Each line of the data must reappear exactly in your answer, with no images included.

EXCERPTED DATA:
== Segment start ==

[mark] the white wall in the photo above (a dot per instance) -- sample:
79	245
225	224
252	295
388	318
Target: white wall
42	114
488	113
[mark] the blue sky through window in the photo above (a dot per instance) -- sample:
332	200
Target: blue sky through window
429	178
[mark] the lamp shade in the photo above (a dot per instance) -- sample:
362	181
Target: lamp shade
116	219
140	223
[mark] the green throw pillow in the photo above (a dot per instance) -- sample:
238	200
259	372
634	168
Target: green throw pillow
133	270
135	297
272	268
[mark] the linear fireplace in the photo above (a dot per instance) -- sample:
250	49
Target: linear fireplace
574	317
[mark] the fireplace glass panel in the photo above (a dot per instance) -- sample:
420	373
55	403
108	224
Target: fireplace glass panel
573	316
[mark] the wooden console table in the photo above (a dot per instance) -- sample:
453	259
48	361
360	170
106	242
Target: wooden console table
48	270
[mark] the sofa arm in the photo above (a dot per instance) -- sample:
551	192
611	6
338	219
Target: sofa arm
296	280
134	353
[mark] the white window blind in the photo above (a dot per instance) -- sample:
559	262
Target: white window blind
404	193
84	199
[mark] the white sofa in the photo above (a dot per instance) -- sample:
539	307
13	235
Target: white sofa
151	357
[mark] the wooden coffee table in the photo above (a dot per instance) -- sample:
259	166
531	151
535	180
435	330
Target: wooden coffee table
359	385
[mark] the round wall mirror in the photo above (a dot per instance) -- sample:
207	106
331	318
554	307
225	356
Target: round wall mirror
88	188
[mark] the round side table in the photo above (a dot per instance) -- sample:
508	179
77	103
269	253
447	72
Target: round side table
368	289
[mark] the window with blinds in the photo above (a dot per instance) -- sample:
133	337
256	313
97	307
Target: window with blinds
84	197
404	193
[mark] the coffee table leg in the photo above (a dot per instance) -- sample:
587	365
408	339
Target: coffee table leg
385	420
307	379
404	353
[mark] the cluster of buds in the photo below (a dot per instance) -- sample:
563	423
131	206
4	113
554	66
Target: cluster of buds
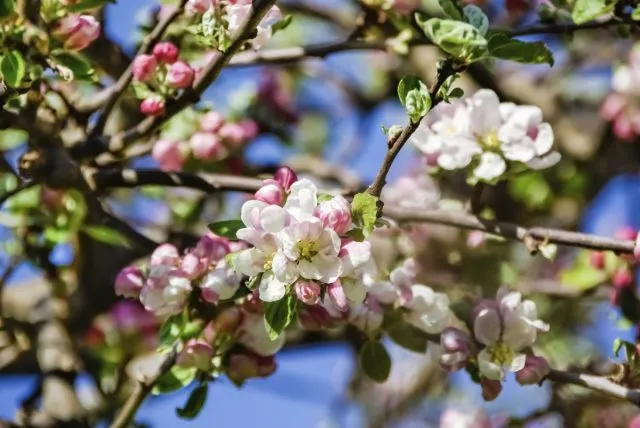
167	282
163	72
213	141
621	106
77	31
504	330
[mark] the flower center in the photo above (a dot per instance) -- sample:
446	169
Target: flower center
307	249
490	141
501	353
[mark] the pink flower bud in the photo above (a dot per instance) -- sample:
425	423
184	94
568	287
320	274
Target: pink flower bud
534	371
193	265
77	31
206	146
308	292
338	297
144	66
196	353
211	122
168	155
165	254
129	282
166	52
271	192
180	75
491	389
335	214
622	278
286	177
152	106
596	260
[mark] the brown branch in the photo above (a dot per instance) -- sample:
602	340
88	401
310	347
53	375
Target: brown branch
125	79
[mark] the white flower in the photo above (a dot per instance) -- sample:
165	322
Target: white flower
429	311
506	328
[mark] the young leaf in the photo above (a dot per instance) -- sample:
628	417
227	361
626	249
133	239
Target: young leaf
106	235
7	8
72	66
409	337
375	361
364	211
278	315
504	47
227	228
194	404
414	96
459	39
588	10
451	8
175	379
13	68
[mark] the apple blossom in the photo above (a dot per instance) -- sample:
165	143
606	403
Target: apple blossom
505	327
168	154
77	31
144	66
166	52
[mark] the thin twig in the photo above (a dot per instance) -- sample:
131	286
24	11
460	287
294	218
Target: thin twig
125	79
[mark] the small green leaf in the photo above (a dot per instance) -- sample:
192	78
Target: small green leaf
504	47
414	96
278	315
72	66
364	211
7	7
461	40
195	403
588	10
13	68
451	8
106	235
227	228
175	379
409	337
375	361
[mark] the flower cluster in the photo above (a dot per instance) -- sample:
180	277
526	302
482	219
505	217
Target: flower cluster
485	137
503	331
214	139
170	278
77	31
300	243
622	106
159	75
222	21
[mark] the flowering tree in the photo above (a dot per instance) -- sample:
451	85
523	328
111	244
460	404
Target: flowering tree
311	254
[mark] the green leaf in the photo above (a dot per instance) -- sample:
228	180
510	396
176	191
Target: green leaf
451	8
13	68
588	10
583	277
175	379
227	228
414	96
364	211
106	235
278	315
72	66
7	7
461	40
88	5
409	337
504	47
476	17
195	403
375	361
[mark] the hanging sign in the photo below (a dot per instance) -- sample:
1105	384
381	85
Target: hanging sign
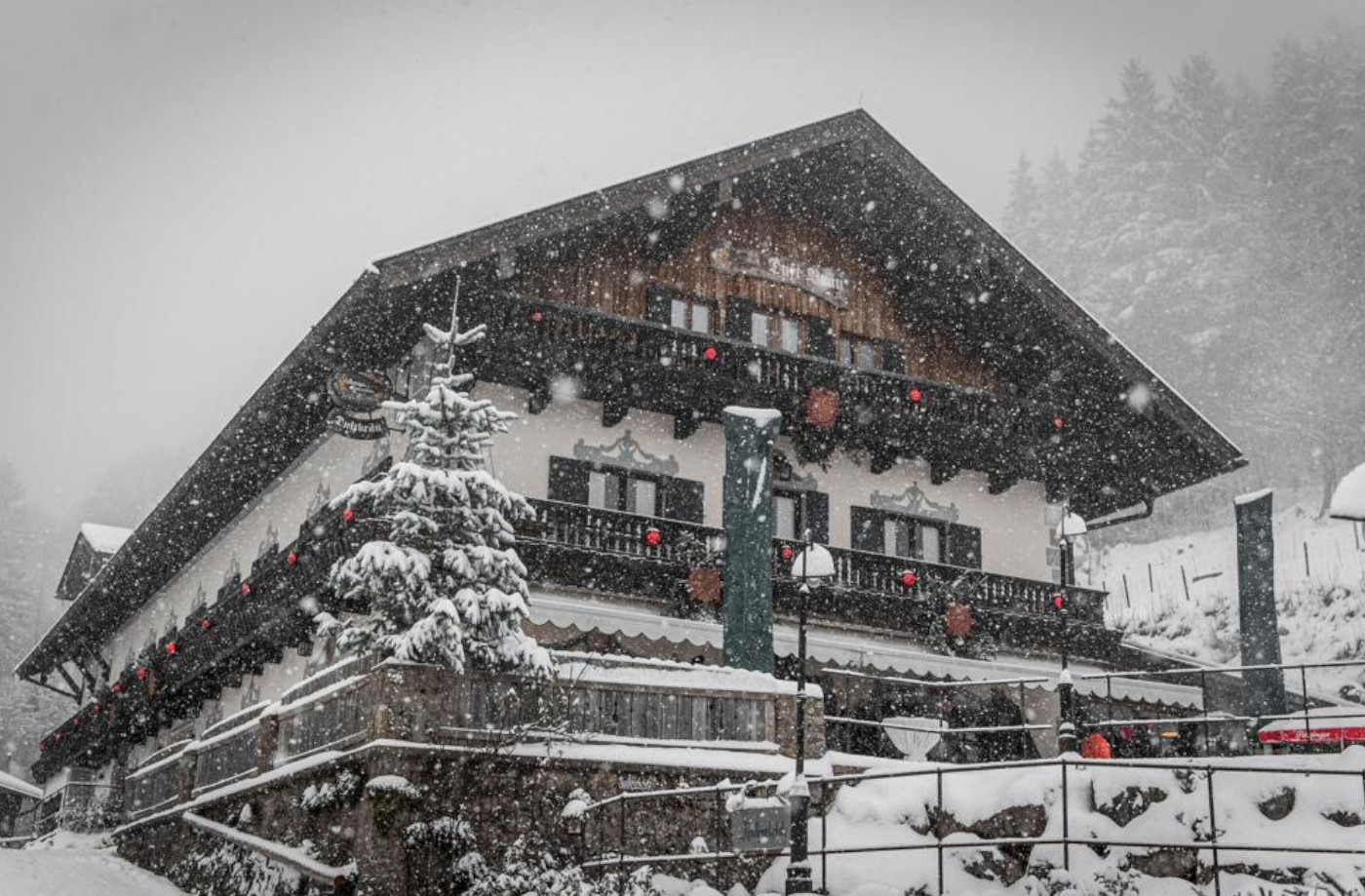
760	825
358	392
828	285
368	428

== Segment end ==

OUTPUT BELOW:
[mark] the white wall in the photo above (a dot per instance) -- sample:
79	245
225	224
252	295
388	318
Target: white wall
42	114
488	113
[mark] the blue sky through window in the photo above (a dot per instance) -- sample:
332	200
Target: blue sky through window
429	178
[mark] the lamp shade in the photo above (a dot per instance) -- sample:
362	181
Target: lamp shade
116	219
140	223
[mark] the green throw pillow in the photo above (a dot per instance) -- sample:
238	200
259	372
634	168
Target: green throw pillow
133	270
135	297
272	268
[mark] the linear fireplace in the photo above (a dot per instance) -- sample:
250	49
Target: linear fireplace
574	317
[mark] the fireplace glass panel in the photo above (a dot per instance) -- sample:
420	373
55	403
108	224
Target: fireplace glass panel
573	316
[mark] the wooden console table in the photo above (a dot per instance) -- sample:
453	259
48	361
360	170
106	242
Target: wooden console table
48	270
[mark] the sofa arm in the photo above (a dot per instance) -- sample:
551	192
611	6
338	219
Target: sofa arm
296	280
134	353
[mark] the white window blind in the photo above (a dot per instance) -- sample:
559	262
Target: white window blind
404	193
84	199
[mark] the white sofa in the photo above (a dot per instance) -- sample:
539	307
13	235
Target: white sofa
151	357
[mark] the wooden coffee table in the photo above (a dot per instance) -- sample:
259	166
531	151
535	180
435	330
Target: wooden coffee table
359	385
[mark] the round wall mirror in the photo above (a dot per instance) -- sample:
207	106
331	318
554	307
225	356
Target: round wall mirror
88	188
[mark] the round side table in the photo above (a dot per instance) -- sample:
508	179
77	103
269	253
447	72
Target: round side table
368	289
[mark] the window with blinds in the photo above (a dot per instance) -- sample:
133	337
256	313
97	307
Target: window with blinds
84	197
404	193
[mark] the coffee table leg in the photo above (a dot per instance) -- sample:
587	365
408	339
Target: coffee table leg
385	420
307	379
404	353
[mark] the cluster of buds in the photo below (a dot per instance) -- sample:
563	423
131	206
4	113
554	66
Target: cluster of buds
167	282
163	72
213	141
621	106
77	31
504	330
[mark] the flower center in the photo above (a dot per instance) -- sample:
446	169
Target: flower center
307	249
490	141
501	353
[mark] the pink flower bud in the photo above (a dot per instance) -- sample:
425	423
184	94
568	287
320	274
Target: pink flower bud
534	371
193	265
77	31
206	146
308	292
338	297
144	66
196	353
211	122
168	155
165	254
129	282
166	52
271	192
180	75
491	389
335	214
622	278
286	177
152	106
596	260
[mark] the brown branch in the photo above (a dot per instance) -- sample:
602	340
88	401
310	347
53	375
Target: brown branch
125	79
[mark] the white flower in the photo above (a dot per instance) -- sample:
165	322
Target: white flower
429	311
506	328
[mark] the young leaf in the photo above (a dot per instance) -- sample:
628	417
227	361
626	249
133	239
Target: young leaf
106	235
7	8
72	66
409	337
375	361
364	211
278	315
504	47
227	228
194	404
414	96
459	39
588	10
451	8
175	379
13	68
[mark] the apple blossom in the photo above (a dot per instance) -- sample:
165	143
606	403
Target: apple blossom
505	327
168	154
77	31
144	66
166	52
[mark] the thin twig in the photo above (a dot per instance) -- sample:
131	286
24	11
460	287
294	218
Target: thin twig
125	79
[mark] the small green leaf in the photo above (a dot per instance) -- sample:
192	78
Target: small green leaf
504	47
414	96
278	315
72	66
364	211
7	7
461	40
195	403
588	10
13	68
451	8
106	235
227	228
175	379
409	337
375	361
[mark] the flower cluster in the photo above (a dot per instance) -- sample:
180	277
526	302
482	219
505	217
Target: flower cluster
485	137
503	331
214	139
170	278
77	31
300	243
622	106
159	75
222	21
[mark] the flowering tree in the photo above (a dot per instance) -- sample:
451	85
523	328
111	244
460	404
Target: flowering tree
311	254
[mark] the green leaf in the photo above (a dot per instance) -- sample:
228	180
510	396
176	191
Target: green leaf
451	8
13	68
588	10
583	277
175	379
227	228
414	96
364	211
106	235
278	315
72	66
7	7
461	40
88	5
409	337
504	47
476	17
195	403
375	361
[mark] the hanging sign in the photo below (a dot per instance) -- sample:
1105	384
381	85
Target: hanging sign
760	825
358	392
828	285
368	428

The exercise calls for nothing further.